--- START DATASET ENTRIES ---

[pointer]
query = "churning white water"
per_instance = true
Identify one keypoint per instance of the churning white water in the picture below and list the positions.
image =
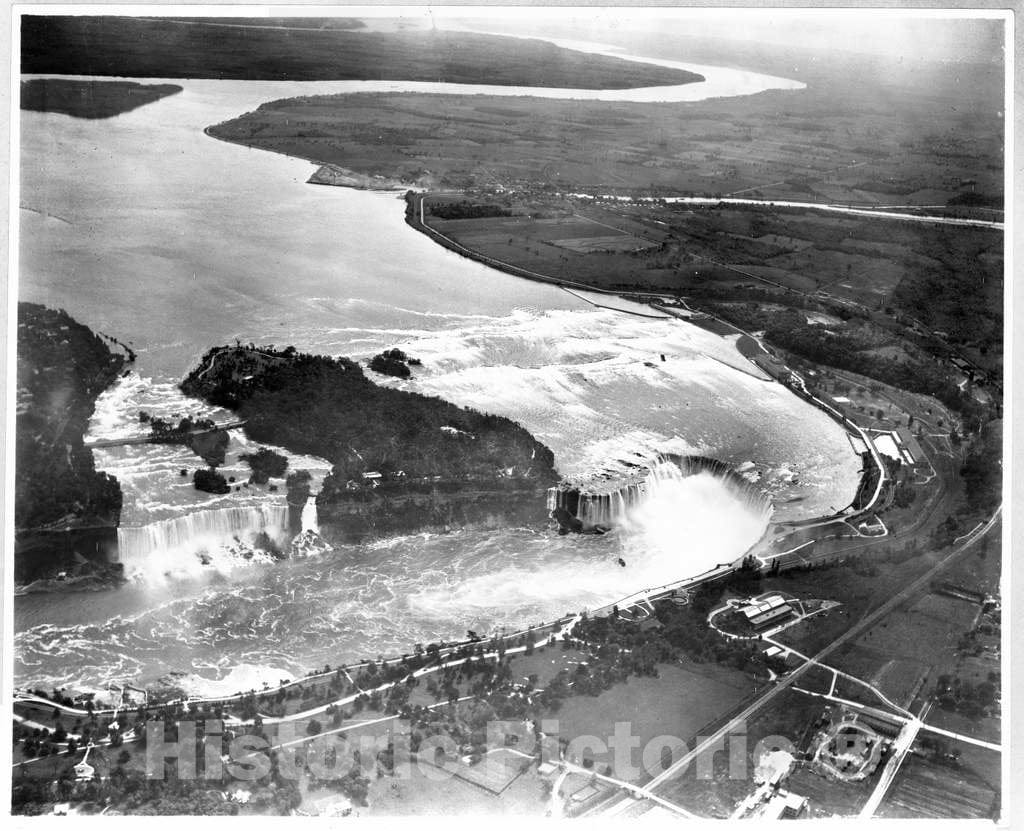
(172, 545)
(689, 524)
(145, 228)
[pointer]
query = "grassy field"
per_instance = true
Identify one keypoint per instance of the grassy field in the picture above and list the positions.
(678, 703)
(138, 47)
(926, 788)
(873, 138)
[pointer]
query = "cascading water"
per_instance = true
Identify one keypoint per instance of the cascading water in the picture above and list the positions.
(176, 544)
(610, 504)
(309, 518)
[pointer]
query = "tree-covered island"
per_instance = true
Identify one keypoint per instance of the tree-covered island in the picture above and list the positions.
(400, 461)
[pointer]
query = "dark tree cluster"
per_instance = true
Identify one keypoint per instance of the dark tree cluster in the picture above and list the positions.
(393, 362)
(328, 407)
(265, 464)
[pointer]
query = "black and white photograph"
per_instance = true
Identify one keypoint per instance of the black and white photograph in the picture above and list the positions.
(511, 412)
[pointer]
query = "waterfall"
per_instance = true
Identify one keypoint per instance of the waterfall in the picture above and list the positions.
(309, 519)
(174, 544)
(606, 504)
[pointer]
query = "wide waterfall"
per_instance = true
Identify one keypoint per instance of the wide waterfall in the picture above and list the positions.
(310, 522)
(203, 536)
(605, 504)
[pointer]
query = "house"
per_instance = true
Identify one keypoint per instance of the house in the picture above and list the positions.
(768, 612)
(334, 805)
(784, 805)
(84, 772)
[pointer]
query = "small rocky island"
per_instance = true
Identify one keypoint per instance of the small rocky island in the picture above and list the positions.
(401, 462)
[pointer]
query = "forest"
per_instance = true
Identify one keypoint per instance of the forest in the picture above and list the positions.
(328, 407)
(62, 366)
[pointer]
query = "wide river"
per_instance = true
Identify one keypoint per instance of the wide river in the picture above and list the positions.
(143, 227)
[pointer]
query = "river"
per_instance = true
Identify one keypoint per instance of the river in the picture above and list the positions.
(143, 227)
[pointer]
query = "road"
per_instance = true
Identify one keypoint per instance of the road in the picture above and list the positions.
(785, 682)
(810, 206)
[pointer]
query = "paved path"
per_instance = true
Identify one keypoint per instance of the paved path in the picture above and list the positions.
(785, 682)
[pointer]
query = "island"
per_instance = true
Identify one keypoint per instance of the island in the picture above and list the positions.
(66, 512)
(401, 462)
(137, 47)
(90, 99)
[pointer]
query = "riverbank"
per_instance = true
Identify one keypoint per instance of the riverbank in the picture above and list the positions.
(66, 512)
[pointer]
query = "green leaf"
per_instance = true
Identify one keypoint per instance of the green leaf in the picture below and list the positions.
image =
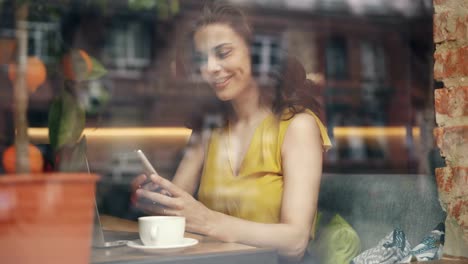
(98, 70)
(137, 5)
(66, 120)
(72, 158)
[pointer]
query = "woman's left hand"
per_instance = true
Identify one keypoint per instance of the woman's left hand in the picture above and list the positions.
(178, 203)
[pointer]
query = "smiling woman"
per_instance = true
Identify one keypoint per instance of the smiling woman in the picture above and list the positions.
(258, 169)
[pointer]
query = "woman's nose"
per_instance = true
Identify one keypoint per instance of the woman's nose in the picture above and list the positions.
(212, 65)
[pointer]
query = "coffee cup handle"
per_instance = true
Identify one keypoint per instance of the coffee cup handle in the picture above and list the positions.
(153, 233)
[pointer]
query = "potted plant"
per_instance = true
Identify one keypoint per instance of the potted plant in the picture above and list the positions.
(48, 217)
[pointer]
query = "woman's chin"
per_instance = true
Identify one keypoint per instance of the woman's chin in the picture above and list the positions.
(224, 97)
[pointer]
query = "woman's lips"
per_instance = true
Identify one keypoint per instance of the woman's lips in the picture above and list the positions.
(221, 83)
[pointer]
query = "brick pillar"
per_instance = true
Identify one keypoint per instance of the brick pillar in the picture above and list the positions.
(451, 106)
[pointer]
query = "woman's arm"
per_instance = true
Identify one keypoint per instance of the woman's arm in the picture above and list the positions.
(302, 163)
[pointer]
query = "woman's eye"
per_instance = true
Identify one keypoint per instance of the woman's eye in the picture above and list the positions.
(223, 53)
(200, 59)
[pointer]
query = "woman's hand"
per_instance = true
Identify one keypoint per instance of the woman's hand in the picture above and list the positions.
(172, 200)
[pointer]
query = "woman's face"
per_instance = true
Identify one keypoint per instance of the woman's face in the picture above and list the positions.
(224, 60)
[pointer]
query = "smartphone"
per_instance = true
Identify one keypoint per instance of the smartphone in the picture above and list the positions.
(150, 169)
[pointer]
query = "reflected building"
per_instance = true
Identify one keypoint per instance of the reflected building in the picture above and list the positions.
(370, 60)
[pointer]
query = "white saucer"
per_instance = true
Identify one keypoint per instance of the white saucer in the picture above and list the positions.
(187, 242)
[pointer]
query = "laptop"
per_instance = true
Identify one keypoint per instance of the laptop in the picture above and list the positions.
(107, 239)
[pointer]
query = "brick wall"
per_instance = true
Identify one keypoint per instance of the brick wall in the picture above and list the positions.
(451, 106)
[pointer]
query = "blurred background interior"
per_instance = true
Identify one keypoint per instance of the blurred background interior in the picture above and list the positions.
(371, 60)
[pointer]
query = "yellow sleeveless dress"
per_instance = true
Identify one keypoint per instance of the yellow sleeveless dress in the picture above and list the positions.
(255, 193)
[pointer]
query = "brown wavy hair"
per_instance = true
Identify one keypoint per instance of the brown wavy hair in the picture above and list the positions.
(288, 89)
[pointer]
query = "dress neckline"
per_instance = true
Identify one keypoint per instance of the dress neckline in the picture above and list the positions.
(247, 150)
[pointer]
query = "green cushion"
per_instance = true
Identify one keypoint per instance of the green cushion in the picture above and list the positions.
(336, 243)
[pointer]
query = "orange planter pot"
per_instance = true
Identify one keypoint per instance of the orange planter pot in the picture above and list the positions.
(46, 218)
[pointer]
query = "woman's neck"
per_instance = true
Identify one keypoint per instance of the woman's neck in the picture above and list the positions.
(248, 107)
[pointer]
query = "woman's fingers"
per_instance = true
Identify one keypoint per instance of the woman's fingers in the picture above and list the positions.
(167, 185)
(138, 181)
(158, 198)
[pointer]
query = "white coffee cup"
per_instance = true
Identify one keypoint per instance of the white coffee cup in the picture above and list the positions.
(161, 230)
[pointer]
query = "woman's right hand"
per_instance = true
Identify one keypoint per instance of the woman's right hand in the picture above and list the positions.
(137, 183)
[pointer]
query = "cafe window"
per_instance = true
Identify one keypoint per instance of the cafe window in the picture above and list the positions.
(43, 39)
(266, 55)
(372, 62)
(128, 48)
(336, 53)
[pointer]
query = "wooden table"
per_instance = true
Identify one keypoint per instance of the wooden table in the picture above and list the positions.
(207, 251)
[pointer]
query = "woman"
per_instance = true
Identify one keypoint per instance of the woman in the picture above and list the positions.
(261, 168)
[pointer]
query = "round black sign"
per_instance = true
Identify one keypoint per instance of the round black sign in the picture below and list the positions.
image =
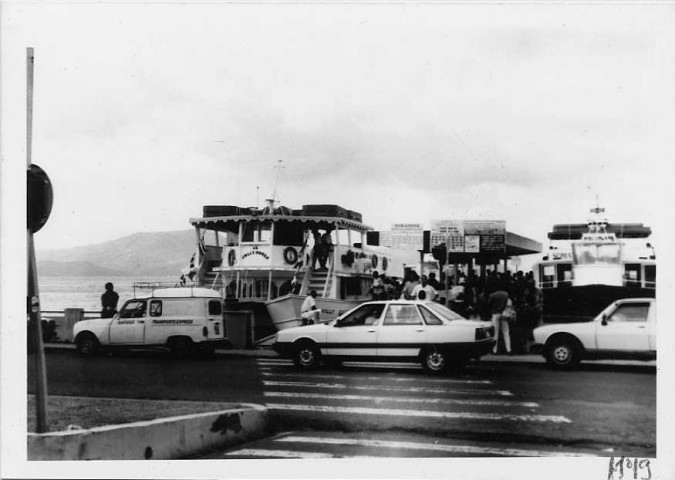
(40, 198)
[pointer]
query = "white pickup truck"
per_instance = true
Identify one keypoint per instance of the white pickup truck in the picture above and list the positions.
(625, 329)
(183, 319)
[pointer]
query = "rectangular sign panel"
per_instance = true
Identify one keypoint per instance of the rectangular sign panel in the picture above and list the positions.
(470, 236)
(403, 236)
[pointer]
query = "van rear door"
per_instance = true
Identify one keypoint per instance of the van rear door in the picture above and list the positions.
(128, 328)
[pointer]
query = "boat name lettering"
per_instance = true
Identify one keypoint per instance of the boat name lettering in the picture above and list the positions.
(175, 321)
(256, 252)
(599, 237)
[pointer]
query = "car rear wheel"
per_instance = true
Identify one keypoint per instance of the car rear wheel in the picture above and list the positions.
(306, 355)
(563, 353)
(434, 361)
(86, 344)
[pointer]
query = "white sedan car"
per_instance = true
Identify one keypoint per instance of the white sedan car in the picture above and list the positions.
(396, 330)
(625, 329)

--- END DATASET ENTRIES ---

[WORK REQUIRED]: Please gather every line above that contains the word "house", copying each one in full.

[THE OUTPUT]:
query = "house"
Identify one keypoint per instance of the house in the picture above and list the positions.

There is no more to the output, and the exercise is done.